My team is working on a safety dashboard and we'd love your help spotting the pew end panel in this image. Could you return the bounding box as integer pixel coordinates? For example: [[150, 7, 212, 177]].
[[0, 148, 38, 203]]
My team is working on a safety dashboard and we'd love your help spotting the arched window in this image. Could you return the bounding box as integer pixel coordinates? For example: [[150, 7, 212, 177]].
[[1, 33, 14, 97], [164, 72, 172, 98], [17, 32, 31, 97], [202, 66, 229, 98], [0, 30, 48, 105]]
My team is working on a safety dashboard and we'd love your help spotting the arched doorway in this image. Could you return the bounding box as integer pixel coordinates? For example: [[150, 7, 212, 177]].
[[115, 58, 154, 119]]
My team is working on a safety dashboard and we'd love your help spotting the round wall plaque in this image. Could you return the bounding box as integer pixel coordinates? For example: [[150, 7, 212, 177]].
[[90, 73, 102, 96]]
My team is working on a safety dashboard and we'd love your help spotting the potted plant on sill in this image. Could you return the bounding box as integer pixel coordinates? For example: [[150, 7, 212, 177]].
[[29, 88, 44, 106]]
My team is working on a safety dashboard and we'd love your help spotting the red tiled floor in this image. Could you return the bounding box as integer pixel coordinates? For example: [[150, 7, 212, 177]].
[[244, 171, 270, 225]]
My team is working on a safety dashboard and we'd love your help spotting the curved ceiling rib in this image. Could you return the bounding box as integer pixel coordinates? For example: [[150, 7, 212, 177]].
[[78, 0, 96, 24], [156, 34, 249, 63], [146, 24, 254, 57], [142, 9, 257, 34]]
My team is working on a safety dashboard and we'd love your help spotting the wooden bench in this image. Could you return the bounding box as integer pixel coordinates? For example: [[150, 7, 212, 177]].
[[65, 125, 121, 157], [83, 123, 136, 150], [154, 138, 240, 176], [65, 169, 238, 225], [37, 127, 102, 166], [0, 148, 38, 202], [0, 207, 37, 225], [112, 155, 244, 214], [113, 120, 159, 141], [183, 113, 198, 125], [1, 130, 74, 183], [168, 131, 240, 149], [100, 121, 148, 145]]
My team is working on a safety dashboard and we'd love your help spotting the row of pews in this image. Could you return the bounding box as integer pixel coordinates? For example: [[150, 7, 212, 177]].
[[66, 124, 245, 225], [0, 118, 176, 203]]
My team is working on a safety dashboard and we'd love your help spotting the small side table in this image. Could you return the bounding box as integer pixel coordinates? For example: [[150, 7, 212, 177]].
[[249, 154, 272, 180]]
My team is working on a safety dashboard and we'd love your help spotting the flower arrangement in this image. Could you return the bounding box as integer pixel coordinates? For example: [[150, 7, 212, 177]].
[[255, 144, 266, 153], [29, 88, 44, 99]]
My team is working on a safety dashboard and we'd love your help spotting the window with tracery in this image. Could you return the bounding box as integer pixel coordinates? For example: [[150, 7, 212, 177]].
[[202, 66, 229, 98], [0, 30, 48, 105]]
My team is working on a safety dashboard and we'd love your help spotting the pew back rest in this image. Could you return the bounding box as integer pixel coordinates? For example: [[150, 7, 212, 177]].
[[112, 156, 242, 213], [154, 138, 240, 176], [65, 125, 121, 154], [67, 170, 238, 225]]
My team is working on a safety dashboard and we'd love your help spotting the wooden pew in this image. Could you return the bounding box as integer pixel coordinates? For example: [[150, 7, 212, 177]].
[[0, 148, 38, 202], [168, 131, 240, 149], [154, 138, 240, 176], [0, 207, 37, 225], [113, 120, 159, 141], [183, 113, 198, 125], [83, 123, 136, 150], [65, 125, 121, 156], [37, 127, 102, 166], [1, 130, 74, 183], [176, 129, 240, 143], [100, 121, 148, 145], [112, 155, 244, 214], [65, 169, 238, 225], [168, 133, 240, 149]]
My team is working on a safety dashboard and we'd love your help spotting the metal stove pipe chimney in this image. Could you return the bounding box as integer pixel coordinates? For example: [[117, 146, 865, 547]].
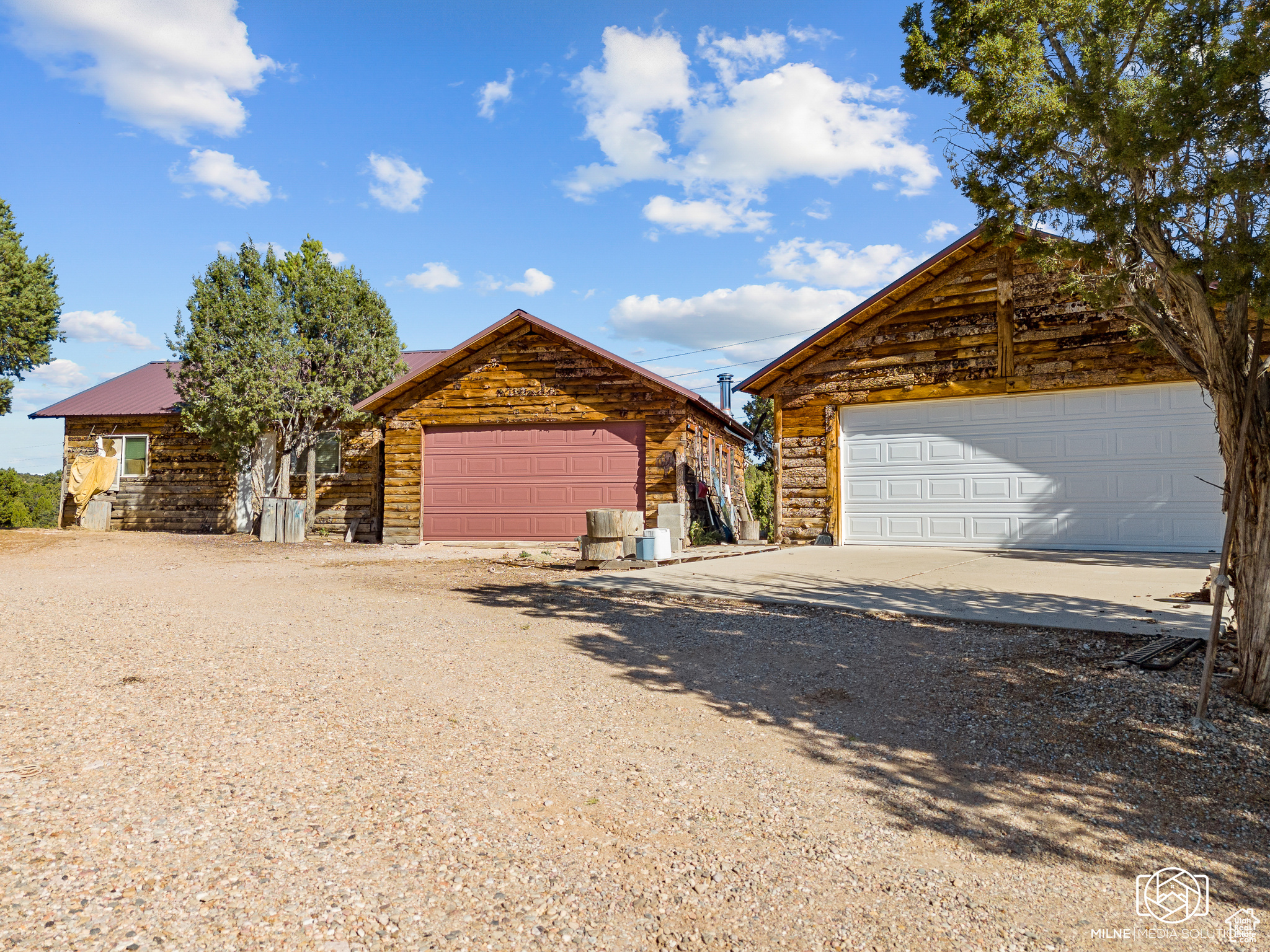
[[719, 373, 732, 416]]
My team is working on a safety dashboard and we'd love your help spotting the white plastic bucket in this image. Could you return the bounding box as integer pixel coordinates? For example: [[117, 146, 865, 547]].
[[644, 529, 670, 560]]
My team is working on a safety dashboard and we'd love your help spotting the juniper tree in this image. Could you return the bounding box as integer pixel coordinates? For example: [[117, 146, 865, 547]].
[[0, 200, 63, 416], [167, 237, 402, 522], [900, 0, 1270, 706]]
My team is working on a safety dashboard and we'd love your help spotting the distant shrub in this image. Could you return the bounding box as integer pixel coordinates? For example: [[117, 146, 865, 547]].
[[0, 470, 62, 529]]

○ ○ ○

### SET TASK:
Write out the lines above, starting at the line that contains "spotting the juniper" and ending with the final line, and nothing else; copy them exactly.

### ANSWER IN FULL:
My team is working on a safety dashboard and we'd love your help spotting the juniper tree in this image. Could you return the bounding box as integer pixel coordinates? For example: [[117, 146, 865, 547]].
[[0, 200, 63, 416], [167, 237, 402, 522], [900, 0, 1270, 706]]
My team is working on a safety dashboard and we'd love your help spotting the distant shrub in this image. Could you return the bounding box as integer pixel coordinates? For example: [[117, 146, 865, 547]].
[[0, 470, 62, 529]]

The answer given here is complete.